What the exercise asks: Starting at the line that contains "Trace the outline of every instance of the window" and ending after the line that contains "M237 131L237 127L238", copy out those entries again, changing "window frame" to "window sash" and keeping everything else the same.

Excerpted data:

··········

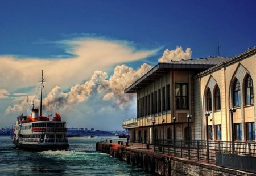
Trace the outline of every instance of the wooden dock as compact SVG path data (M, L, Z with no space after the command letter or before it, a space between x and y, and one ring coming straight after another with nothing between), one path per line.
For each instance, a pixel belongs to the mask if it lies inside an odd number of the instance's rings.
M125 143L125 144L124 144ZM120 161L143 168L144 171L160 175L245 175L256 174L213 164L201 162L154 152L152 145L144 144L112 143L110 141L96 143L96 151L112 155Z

··········

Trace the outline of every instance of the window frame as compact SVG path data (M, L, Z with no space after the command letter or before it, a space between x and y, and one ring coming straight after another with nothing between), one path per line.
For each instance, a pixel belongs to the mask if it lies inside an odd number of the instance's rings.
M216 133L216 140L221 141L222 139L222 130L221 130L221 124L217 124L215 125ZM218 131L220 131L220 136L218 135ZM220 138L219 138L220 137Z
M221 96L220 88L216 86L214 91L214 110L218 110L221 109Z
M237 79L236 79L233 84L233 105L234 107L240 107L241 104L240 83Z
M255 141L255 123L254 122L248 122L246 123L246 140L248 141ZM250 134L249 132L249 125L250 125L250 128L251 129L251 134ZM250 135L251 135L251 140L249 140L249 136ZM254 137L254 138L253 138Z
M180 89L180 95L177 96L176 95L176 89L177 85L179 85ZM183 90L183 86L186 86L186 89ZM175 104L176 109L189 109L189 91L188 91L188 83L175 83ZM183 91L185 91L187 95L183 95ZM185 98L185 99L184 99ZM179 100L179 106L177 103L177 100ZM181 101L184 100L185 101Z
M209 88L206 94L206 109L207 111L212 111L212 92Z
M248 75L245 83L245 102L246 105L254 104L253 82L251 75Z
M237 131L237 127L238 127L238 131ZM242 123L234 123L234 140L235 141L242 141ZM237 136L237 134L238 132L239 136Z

··········

Reply:
Trace the outline of every instance of the window sash as compact SVG path data (M, L, Z with no space after the command letter or before it, a space between x and y, and one ring coming straight after another with nothing between), one path per line.
For each instance, a pixel belongs to the mask if it lies inside an odd number of the instance's rings.
M216 133L216 140L221 141L222 139L222 130L221 130L221 124L217 124L215 125ZM218 131L220 131L220 136L218 135ZM220 138L219 138L220 137Z
M221 96L220 88L216 86L214 91L214 110L218 110L221 109Z
M237 79L236 79L233 84L233 105L234 107L240 107L241 104L240 83Z
M255 141L255 123L254 122L248 122L246 123L246 140L248 141ZM250 134L249 132L249 125L250 125L250 128L251 129L251 134ZM250 135L251 135L251 140L249 140L249 136ZM254 137L254 138L253 138Z
M180 89L180 95L177 96L176 95L176 89L177 85L179 85ZM183 90L183 86L186 86L186 89ZM175 104L176 109L189 109L189 91L188 91L188 83L175 83ZM183 91L185 91L187 95L183 95ZM185 98L185 99L184 99ZM179 100L179 106L177 103L177 100ZM181 101L184 100L185 101Z
M209 88L206 94L206 109L207 111L212 111L212 92Z
M248 75L245 83L245 102L246 105L254 104L253 82L251 75Z
M237 131L237 127L238 127L238 131ZM242 123L234 123L234 140L235 141L242 141ZM237 136L237 134L238 132L239 136Z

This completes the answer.